◆ Task goal:
In the CLIMADA bug report below, transcribe word for word the passage starting with "This in turn" and going on through "also several new).".

# START OF Page excerpt

CLIMADA-project / climada_python

Python (3.8+) version of CLIMADA
GNU General Public License v3.0
321 stars 125 forks source link

possible bug or problem on climada.hazard.tc_tracks_synth. calc_perturbed_trajectories when parallel processing is active #932

Closed michignolo closed 3 months ago

michignolo commented 3 months ago

When downloading several TC tracks (before year 2000) the numba compilation warns of the definition of time_step with error:

/home/mick/anaconda3/envs/climada_env/lib/python3.11/site-packages/climada/hazard/tc_tracks.py:1508: NumbaWarning: 
**Compilation is falling back to object mode WITHOUT looplifting enabled because Function "_one_interp_data" failed type inference due to: non-precise type pyobjec**t
During: typing of argument at /home/mick/anaconda3/envs/climada_env/lib/python3.11/site-packages/climada/hazard/tc_tracks.py (1542)

File "../../home/mick/anaconda3/envs/climada_env/lib/python3.11/site-packages/climada/hazard/tc_tracks.py", line 1542:
    def _one_interp_data(track, time_step_h, land_geom=None):

            time_step = pd.tseries.frequencies.to_offset(pd.Timedelta(hours=time_step_h)).freqstr

This in turn ends in the simulation of perturbed trajectories with a zero filled array of max_sustained_wind and similar variables.

The bug appears while downloading tracks mostly old ones (but also several new).

# END OF Page excerpt
# START OF Stored data

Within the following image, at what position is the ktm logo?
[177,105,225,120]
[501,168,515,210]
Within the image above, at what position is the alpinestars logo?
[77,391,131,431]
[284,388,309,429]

# END OF Stored data

◆ Reply to the exercise:
This in turn ends in the simulation of perturbed trajectories with a zero filled array of max_sustained_wind and similar variables.

The bug appears while downloading tracks mostly old ones (but also several new).